Start of SELECTED EXTRACT
Enrique Guzmán y Valle (27 July 1854 – 1923) was a Peruvian chemist and professor.

Enrique Guzmán y Valle was born in Lima. He attended school in the College of Our Lady of Guadalupe in Lima.

He attended the Faculty of Sciences of the National University of San Marcos and obtained a bachelor's degree on April 14, 1877 and his Ph.D. on June 22 of that year.

On 24 August 1880 he was appointed Professor of Physics of the University of San Marcos and on 6 August 1881 became Associate Professor of Chemistry and General Physics, Faculty of Science there. On 17 October 1881 he was appointed Professor of Chemistry at the university. On 3 August 1885 he became Managing Director of the Chemistry laboratory and on 8 June 1886 he was elected Secretary of the Faculty of Science, Senior Lecturer and Associate Professor of Analytical Chemistry and General Physics.

Guzmán y Valle was the head of General Chemistry for 12 years until 6 November 1897, and by Act of Congress of 27 September 1893 was declared Professor Principal Consultant of the subject of Analytical Chemistry.
End of SELECTED EXTRACT
Start of SUPPLIED INFORMATION
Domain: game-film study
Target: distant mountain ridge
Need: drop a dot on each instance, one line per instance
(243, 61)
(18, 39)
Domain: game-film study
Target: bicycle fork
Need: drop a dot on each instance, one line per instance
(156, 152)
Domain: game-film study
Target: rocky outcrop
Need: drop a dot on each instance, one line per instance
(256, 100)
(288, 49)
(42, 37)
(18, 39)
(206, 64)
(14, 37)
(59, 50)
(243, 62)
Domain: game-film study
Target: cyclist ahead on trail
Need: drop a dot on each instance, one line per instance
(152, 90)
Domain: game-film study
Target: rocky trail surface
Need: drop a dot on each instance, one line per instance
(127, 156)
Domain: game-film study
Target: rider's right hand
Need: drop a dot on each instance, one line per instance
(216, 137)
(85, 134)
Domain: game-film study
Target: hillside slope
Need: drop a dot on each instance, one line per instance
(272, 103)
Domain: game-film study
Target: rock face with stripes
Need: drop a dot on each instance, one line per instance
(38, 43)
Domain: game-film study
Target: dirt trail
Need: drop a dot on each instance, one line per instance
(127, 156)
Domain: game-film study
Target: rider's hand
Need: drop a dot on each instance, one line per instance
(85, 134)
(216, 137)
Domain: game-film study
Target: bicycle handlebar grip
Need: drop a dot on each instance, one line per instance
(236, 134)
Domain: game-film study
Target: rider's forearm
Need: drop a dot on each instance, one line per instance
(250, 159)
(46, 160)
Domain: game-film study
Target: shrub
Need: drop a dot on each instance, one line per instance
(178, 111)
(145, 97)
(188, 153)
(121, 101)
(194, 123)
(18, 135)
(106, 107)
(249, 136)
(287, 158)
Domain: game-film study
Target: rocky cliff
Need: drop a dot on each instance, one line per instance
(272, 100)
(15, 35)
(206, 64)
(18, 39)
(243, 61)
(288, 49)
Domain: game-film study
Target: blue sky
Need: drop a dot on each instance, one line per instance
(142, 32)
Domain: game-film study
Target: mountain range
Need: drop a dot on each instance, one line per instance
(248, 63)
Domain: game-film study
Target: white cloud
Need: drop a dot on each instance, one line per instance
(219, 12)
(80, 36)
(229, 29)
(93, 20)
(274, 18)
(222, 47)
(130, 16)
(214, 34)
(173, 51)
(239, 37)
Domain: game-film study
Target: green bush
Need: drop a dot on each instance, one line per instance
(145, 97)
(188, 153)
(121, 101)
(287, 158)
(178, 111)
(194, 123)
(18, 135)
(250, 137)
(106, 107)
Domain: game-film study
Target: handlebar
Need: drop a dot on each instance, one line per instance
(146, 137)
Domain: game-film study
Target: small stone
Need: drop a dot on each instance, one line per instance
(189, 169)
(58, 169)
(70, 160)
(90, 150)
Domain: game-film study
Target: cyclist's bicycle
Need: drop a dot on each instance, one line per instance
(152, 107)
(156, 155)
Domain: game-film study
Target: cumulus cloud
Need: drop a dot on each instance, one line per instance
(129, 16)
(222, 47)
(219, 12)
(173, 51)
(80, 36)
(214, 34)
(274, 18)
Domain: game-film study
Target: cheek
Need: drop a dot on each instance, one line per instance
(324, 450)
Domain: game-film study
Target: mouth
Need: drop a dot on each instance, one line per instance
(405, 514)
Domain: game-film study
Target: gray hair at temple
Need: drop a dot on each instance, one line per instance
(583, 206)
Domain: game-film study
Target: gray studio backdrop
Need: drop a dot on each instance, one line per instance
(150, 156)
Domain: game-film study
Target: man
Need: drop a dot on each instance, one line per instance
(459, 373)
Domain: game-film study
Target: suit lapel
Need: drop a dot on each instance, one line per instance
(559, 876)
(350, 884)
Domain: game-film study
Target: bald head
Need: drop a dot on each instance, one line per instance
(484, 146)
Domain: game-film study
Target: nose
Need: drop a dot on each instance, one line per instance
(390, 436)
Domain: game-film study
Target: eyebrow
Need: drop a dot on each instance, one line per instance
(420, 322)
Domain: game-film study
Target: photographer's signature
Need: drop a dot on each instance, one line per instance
End of SUPPLIED INFORMATION
REQUIREMENT 1 =>
List every date given in the paragraph of the Guzmán y Valle biography that begins "On 24 August 1880".
REQUIREMENT 2 =>
Please write the next part of the Guzmán y Valle biography, picking up after its last sentence.

EXPECTED OUTPUT 1 =>
24 August 1880
6 August 1881
17 October 1881
3 August 1885
8 June 1886

EXPECTED OUTPUT 2 =>
He was also a member of the Higher Council of Public Instruction and the National Council of Education.

Guzmán y Valle was professor of mathematics at the College of Our Lady of Guadalupe, of chemistry at the Naval Academy and the Military School of Chorrillos. He was Director of the School of Preceptors (later National Educational Institute for Boys).

He founded the Meteorological Observatory of Lima, with support from the Mayor of Lima, César Canevaro.

During the Pacific War, he was employed in the construction of torpedoes and the manufacture of chemicals to be used as disinfection against possible diseases.

He gives his name to a university in Lima, Universidad Nacional de Educación Enrique Guzmán y Valle.